Set exercise:
Reproduce the following items verbatim, line by line, and leave the pictures out of your reply.

Records provided:
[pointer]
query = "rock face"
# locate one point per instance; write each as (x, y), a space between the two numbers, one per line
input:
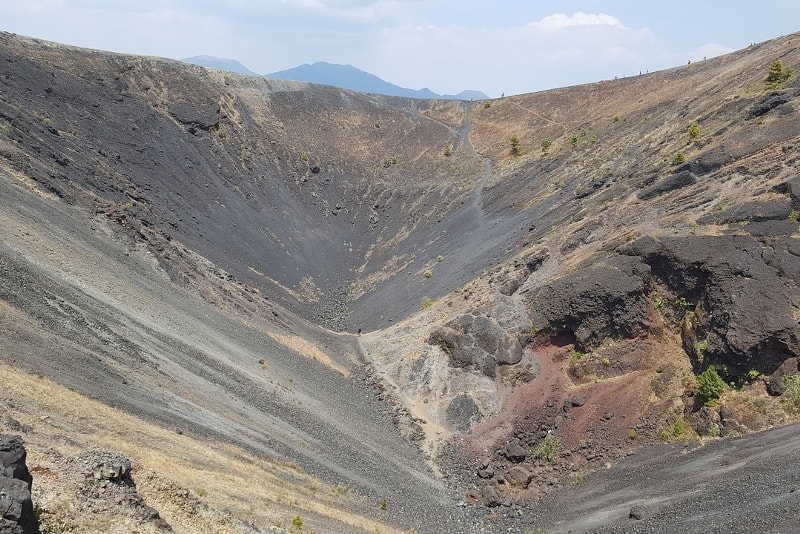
(593, 303)
(477, 342)
(16, 505)
(105, 465)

Expected answer:
[pointer]
query = "rock face"
# locate one point per instance; write each as (x, y), a space between the two numbers, one per line
input:
(593, 303)
(477, 342)
(16, 505)
(105, 465)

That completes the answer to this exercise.